### Written exercise
Print out the material that follows word for word.

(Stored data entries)
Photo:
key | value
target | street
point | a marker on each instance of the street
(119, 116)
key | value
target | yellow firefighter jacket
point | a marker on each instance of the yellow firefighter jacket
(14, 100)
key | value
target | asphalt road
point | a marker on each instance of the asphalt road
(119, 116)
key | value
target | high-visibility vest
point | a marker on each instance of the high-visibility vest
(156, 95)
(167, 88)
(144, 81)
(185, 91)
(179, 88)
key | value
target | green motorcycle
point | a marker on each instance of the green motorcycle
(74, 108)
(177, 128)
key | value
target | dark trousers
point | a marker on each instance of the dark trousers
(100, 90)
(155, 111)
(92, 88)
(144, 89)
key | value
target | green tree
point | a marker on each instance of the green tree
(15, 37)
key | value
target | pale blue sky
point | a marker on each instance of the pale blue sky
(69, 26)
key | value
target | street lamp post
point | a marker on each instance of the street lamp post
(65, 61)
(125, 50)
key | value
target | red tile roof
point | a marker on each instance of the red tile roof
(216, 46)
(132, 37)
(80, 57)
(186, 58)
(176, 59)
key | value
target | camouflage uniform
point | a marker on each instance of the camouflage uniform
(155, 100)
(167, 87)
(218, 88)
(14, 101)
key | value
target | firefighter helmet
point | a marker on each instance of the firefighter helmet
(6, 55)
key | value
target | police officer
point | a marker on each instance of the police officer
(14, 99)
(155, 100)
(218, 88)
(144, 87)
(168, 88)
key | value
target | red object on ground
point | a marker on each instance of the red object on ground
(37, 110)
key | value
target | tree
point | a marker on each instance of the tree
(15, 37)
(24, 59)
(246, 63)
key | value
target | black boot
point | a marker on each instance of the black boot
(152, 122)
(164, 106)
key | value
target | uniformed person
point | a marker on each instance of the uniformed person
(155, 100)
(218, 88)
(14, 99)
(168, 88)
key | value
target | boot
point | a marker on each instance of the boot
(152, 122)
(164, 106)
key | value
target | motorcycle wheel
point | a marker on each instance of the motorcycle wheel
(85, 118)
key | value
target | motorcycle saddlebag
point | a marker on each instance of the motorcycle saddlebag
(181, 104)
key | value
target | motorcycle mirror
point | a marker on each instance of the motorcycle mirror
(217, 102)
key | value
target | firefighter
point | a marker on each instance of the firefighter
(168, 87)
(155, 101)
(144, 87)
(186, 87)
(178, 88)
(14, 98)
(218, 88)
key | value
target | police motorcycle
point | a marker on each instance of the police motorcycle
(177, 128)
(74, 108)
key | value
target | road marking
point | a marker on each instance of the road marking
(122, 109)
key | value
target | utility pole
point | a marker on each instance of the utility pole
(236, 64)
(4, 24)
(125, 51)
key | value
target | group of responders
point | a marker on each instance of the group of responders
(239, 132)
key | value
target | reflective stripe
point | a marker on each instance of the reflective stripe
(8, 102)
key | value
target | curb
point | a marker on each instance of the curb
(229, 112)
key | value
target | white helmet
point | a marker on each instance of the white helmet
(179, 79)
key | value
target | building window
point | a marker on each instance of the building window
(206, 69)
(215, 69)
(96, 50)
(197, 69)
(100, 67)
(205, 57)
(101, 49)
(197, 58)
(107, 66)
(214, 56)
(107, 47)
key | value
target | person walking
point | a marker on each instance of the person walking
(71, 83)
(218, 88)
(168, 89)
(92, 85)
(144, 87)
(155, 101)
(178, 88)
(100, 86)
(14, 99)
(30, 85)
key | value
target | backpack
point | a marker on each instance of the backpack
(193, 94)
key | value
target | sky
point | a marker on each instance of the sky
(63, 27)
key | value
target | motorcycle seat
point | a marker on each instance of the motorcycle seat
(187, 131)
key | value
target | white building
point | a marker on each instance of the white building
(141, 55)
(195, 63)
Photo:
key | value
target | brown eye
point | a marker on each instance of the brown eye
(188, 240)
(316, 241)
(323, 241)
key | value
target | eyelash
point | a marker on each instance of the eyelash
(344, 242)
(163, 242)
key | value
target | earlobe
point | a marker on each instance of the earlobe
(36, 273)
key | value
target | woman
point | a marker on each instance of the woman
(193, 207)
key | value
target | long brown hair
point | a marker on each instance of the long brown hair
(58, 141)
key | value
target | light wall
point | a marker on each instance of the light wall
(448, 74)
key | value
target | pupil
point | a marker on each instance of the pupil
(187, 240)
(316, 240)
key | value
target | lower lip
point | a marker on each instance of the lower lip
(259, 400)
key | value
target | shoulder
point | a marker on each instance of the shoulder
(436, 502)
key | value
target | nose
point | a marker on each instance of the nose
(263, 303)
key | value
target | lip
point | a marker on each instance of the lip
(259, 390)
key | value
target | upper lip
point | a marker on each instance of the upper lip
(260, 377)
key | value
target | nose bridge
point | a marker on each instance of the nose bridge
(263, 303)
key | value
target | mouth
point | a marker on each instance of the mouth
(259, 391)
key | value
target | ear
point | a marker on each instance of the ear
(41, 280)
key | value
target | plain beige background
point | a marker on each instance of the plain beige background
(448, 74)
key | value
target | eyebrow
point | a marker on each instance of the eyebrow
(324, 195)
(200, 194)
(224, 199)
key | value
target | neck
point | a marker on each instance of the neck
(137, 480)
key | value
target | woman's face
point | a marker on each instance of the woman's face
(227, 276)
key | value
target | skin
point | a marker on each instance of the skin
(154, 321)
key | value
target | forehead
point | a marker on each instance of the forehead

### Complete response
Photo:
key | value
target | street
point | a marker on each instance of the street
(119, 116)
key | value
target | yellow firefighter jacket
point | a marker on each instance of the yellow firefighter jacket
(14, 100)
key | value
target | asphalt road
point | a marker on each instance of the asphalt road
(119, 116)
key | value
target | high-visibility vest
point | a marker on each instance of the high-visibility vest
(156, 95)
(167, 88)
(144, 81)
(185, 91)
(179, 88)
key | value
target | green motorcycle
point | a marker on each instance of the green motorcycle
(74, 108)
(177, 128)
key | value
target | dark trousers
point | a marker on each instance of the dark trousers
(100, 90)
(155, 111)
(92, 88)
(144, 89)
key | value
target | green tree
point | a marker on each instance of the green tree
(15, 37)
key | value
target | pale blue sky
point | a marker on each instance of the pale blue sky
(69, 26)
key | value
target | street lamp post
point | a marker on each instance of the street lamp post
(65, 61)
(125, 50)
key | value
target | red tile roof
point | a marker on each instance of the red tile roof
(216, 46)
(132, 37)
(80, 57)
(186, 58)
(176, 59)
key | value
target | camouflage uniform
point | a marker on each instance of the camouflage uniform
(155, 100)
(167, 87)
(218, 88)
(14, 101)
key | value
target | firefighter helmet
point | a marker on each instance of the firefighter helmet
(6, 55)
key | value
target | police officer
point | a marker on each instance of the police officer
(14, 99)
(155, 100)
(218, 88)
(144, 87)
(168, 88)
key | value
target | red object on ground
point | a marker on each instance of the red object on ground
(37, 110)
key | value
target | tree
point | a marker on each instance of the tree
(15, 37)
(24, 59)
(246, 63)
key | value
target | black boot
point | a marker on each instance of the black boot
(152, 122)
(164, 106)
key | value
target | uniformed person
point | a marker on each instance of the uniformed person
(155, 100)
(218, 88)
(14, 99)
(168, 88)
key | value
target | boot
point | a marker on each instance of the boot
(152, 122)
(164, 106)
key | value
target | motorcycle wheel
point | a marker on each instance of the motorcycle wheel
(85, 118)
key | value
target | motorcycle saddlebag
point | a marker on each instance of the motorcycle saddlebag
(181, 104)
key | value
target | motorcycle mirror
point | a marker on each instance of the motorcycle mirror
(217, 102)
key | value
target | firefighter
point | a marker on each instance of the firefighter
(168, 87)
(155, 101)
(144, 87)
(186, 87)
(178, 88)
(14, 98)
(218, 88)
key | value
target | police motorcycle
point | a marker on each instance of the police motorcycle
(177, 128)
(74, 108)
key | value
target | road marking
point | a marker on each instance of the road marking
(122, 109)
key | value
target | utility pole
point | a marker on each instance of the utility pole
(236, 64)
(4, 24)
(125, 51)
key | value
target | group of responders
point | a marker on each instance of the group of responders
(239, 132)
key | value
target | reflective stripe
point | a marker on each instance of the reflective stripe
(8, 102)
key | value
target | curb
point | a marker on each instance of the curb
(229, 112)
key | value
target | white helmet
point | a marker on each instance of the white helmet
(179, 79)
key | value
target | building window
point | a marker on each instance of the building window
(206, 69)
(215, 69)
(96, 50)
(197, 69)
(100, 67)
(205, 57)
(101, 49)
(197, 58)
(107, 66)
(214, 56)
(107, 47)
key | value
target | person walking
point | a marker on each instance of the person walking
(71, 83)
(218, 88)
(168, 89)
(92, 85)
(144, 87)
(155, 101)
(178, 88)
(100, 86)
(14, 99)
(30, 85)
key | value
target | backpack
point | a marker on each instance of the backpack
(193, 94)
key | value
target | sky
point | a marker on each instance of the sky
(63, 27)
key | value
target | motorcycle seat
point | a marker on each instance of the motorcycle seat
(187, 131)
key | value
target | white building
point | a marker on each instance of the white building
(141, 55)
(195, 63)
Photo:
key | value
target | brown eye
point | a marker on each instance of the brown eye
(188, 240)
(316, 241)
(323, 241)
key | value
target | eyelash
point | a marker on each instance of the eyelash
(344, 242)
(163, 242)
key | value
target | earlobe
point | a marker on each instance of the earlobe
(36, 273)
key | value
target | woman
point | a marker on each instance of the woman
(193, 207)
key | value
target | long brown hair
point | a marker on each instance of the long brown hair
(58, 141)
key | value
target | light wall
point | a marker on each instance of the light wall
(448, 74)
key | value
target | pupil
point | a marker on each instance of the pupil
(187, 240)
(316, 240)
key | value
target | lower lip
point | a marker on each instance of the lower lip
(259, 400)
key | value
target | shoulder
point | a marker on each instance of the shoulder
(436, 502)
key | value
target | nose
point | a marker on each instance of the nose
(263, 303)
key | value
target | lip
point | a marker on each instance of the lip
(259, 390)
key | value
target | upper lip
point | a marker on each instance of the upper lip
(260, 377)
key | value
target | nose bridge
point | a marker on each instance of the nose bridge
(263, 303)
key | value
target | mouth
point | a marker on each instance of the mouth
(259, 391)
key | value
target | ear
point | a marker on each instance of the ear
(41, 280)
key | value
target | plain beige background
point | a marker on each instance of the plain beige background
(448, 74)
key | value
target | eyebrow
point | a marker on each instance of the eyebrow
(324, 195)
(200, 194)
(224, 199)
key | value
target | neck
point | a marker on each instance of the neck
(137, 480)
key | value
target | woman's face
point | a marker on each instance of the woman's face
(227, 276)
key | value
target | skin
point | a marker on each instance of the skin
(154, 321)
key | value
target | forehead
point | a marker on each instance of the forehead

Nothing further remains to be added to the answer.